◆ How to complete this task
Restate the following data in its entirety, word for word and without images.

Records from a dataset
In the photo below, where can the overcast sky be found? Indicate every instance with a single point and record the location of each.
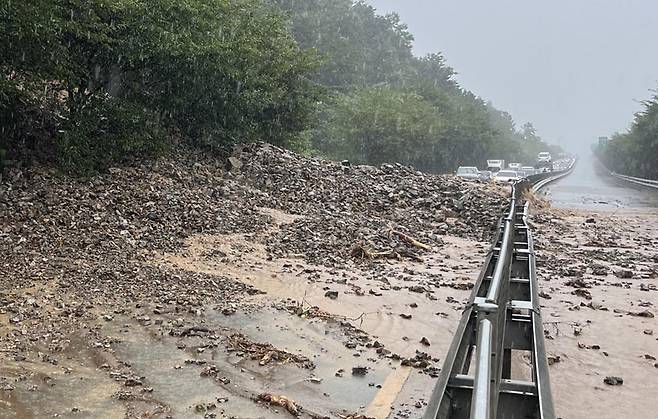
(574, 68)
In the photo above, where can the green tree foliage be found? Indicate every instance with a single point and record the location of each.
(360, 47)
(389, 105)
(106, 77)
(635, 152)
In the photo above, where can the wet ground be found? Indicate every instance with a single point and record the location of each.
(598, 269)
(589, 187)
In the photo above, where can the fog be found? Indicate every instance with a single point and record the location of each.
(575, 69)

◆ Solution to this exercise
In the photo below, where can the overcast sky be found? Indicate every instance with a single point and record the location of each.
(574, 68)
In the photo above, where can the green tree foliage be found? Indicate every instance with a single point and record the location of each.
(360, 47)
(389, 105)
(106, 77)
(635, 152)
In the photo above, where can the wet ground be found? Indicate every instance with a single point and record the location of each.
(598, 269)
(589, 187)
In the photo above, where can the fog be found? Indicate every instance with a single point and record the location of each.
(575, 69)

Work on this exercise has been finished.